Com o advento da Lei Complementar nº 105/2001, a matéria sobre a quebra do sigilo bancário teve nova disciplina, uma vez que previu dispositiva legal, precisamente o artigo 6º da referida lei, a possibilidade das autoridades administrativas fiscais das três esferas políticas (União, Estados, Distrito Federal e Municípios), terem acesso direto às informações bancárias do contribuinte independentemente de prévia determinação judicial.
A questão do sigilo bancário e fiscal, como já afirmado, não é pacifica na doutrina e na jurisprudência. Aliás, o próprio sigilo, seja fiscal, bancário ou qualquer outra espécie de sigilo, é uma questão extremamente delicada. É evidente que o sigilo tem como máxime proteger uma parte, de forma que seus dados e suas informações não sejam transmitidos a outras pessoas sem o seu consentimento, de modo a não lhe gerar transtornos e constrangimentos. Por outro lado, muitas vezes em prol de um “bem maior”, ou seja, em favor da coletividade, este direito individual é relativizado e ocorre o que se chama de quebra de sigilo.
Antes de prosseguir, vamos aqui fazer um parêntese, para explicar a diferença entre o sigilo fiscal e o sigilo bancário: primeiro o sigilo bancário é o segredo que as instituições financeiras devem manter sobre as contas de seus clientes (Lei nº 4.595/64, art. 38 com as alterações da Lei Complementar nº 105/2001), e o sigilo fiscal é o segredo que o fisco deve manter sobre a vida econômica dos contribuintes (art. 198 e 199 do Código Tributário Nacional).
O sigilo de uma forma genérica está assegurado pela Constituição Federal de 1988, mais especificamente no artigo 5º, inciso X e XII, decorrentes do direito à privacidade e à inviolabilidade de dados pessoais. Mas tais direitos estão deixando de ser vistos como absolutos e cedendo, ainda que de forma acanhada, diante do interesse público. O sigilo bancário já foi tido como direito absoluto, mas esse entendimento vem se desfazendo, primeiro, por causa da corrupção e depois com a lavagem de dinheiro do crime, especialmente do narcotráfico.

(Registros brutos)
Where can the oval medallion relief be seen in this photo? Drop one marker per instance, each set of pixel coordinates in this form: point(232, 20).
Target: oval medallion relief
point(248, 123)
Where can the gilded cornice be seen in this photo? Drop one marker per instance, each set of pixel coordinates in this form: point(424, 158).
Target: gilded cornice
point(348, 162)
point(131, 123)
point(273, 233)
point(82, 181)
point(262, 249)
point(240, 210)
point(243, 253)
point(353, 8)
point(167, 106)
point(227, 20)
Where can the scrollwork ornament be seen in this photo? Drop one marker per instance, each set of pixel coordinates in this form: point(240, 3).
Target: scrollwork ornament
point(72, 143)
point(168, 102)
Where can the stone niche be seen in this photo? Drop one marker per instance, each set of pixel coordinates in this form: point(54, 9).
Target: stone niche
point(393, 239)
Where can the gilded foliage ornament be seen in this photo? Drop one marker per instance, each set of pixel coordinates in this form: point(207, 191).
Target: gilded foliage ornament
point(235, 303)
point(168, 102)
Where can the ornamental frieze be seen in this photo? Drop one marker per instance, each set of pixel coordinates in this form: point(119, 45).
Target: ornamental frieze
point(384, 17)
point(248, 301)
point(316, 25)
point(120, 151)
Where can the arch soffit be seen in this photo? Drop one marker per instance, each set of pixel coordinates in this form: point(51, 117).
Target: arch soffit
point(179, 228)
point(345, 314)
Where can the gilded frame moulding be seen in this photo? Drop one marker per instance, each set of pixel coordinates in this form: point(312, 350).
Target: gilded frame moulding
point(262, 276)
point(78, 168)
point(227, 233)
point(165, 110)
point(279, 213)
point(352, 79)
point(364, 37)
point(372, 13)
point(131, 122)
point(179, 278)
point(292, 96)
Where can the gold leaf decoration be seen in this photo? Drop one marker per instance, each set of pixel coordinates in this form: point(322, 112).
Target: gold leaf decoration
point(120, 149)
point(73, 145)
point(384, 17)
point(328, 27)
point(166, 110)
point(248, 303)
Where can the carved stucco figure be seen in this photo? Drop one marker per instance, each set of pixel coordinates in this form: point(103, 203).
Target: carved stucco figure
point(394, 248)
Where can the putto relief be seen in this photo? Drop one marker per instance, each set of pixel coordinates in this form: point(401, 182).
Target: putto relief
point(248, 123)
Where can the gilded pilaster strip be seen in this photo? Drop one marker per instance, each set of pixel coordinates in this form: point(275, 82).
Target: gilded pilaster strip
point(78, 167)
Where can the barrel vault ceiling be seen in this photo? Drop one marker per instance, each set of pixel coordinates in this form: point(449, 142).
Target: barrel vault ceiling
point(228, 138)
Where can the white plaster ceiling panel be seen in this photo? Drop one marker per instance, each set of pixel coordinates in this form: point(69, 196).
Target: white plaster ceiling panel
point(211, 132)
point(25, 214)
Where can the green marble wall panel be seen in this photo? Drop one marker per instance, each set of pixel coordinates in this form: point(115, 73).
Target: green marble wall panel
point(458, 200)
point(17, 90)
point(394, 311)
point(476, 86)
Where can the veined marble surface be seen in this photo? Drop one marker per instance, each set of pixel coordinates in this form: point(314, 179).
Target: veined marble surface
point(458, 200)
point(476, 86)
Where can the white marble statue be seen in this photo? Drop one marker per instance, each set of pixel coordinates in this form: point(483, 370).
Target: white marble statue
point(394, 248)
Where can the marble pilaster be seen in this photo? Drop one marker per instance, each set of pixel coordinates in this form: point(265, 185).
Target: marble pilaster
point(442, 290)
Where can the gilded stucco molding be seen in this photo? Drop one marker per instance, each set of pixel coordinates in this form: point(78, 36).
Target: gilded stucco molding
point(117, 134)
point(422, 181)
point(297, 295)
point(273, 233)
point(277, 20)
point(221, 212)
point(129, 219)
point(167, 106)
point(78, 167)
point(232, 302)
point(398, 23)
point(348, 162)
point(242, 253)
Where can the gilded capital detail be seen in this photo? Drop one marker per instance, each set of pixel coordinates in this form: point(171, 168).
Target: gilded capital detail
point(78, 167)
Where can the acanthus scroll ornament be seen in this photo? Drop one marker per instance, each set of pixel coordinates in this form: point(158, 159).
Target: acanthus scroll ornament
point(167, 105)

* TAREFAS OBRIGATÓRIAS *
1. No texto sobre sigilo bancário, transcreva o trecho de "Antes de prosseguir, vamos" até "Código Tributário Nacional).", trocando "instituições financeiras" por "entidades bancárias".
2. Reescreva de forma mais breve o parágrafo do texto sobre sigilo bancário que começa com "O sigilo de uma forma genérica", mantendo seus fatos principais.

* RESULTADOS POR TAREFA *
1.
Antes de prosseguir, vamos aqui fazer um parêntese, para explicar a diferença entre o sigilo fiscal e o sigilo bancário: primeiro o sigilo bancário é o segredo que as entidades bancárias devem manter sobre as contas de seus clientes (Lei nº 4.595/64, art. 38 com as alterações da Lei Complementar nº 105/2001), e o sigilo fiscal é o segredo que o fisco deve manter sobre a vida econômica dos contribuintes (art. 198 e 199 do Código Tributário Nacional).

2. A Constituição Federal de 1988 assegura o sigilo de modo geral no artigo 5º, incisos X e XII, com base no direito à privacidade e à inviolabilidade de dados pessoais. Esses direitos, porém, já não são vistos como absolutos e cedem, ainda que timidamente, ao interesse público. O sigilo bancário já foi considerado absoluto. Esse entendimento vem se desfazendo por causa da corrupção e da lavagem de dinheiro do crime, sobretudo do narcotráfico.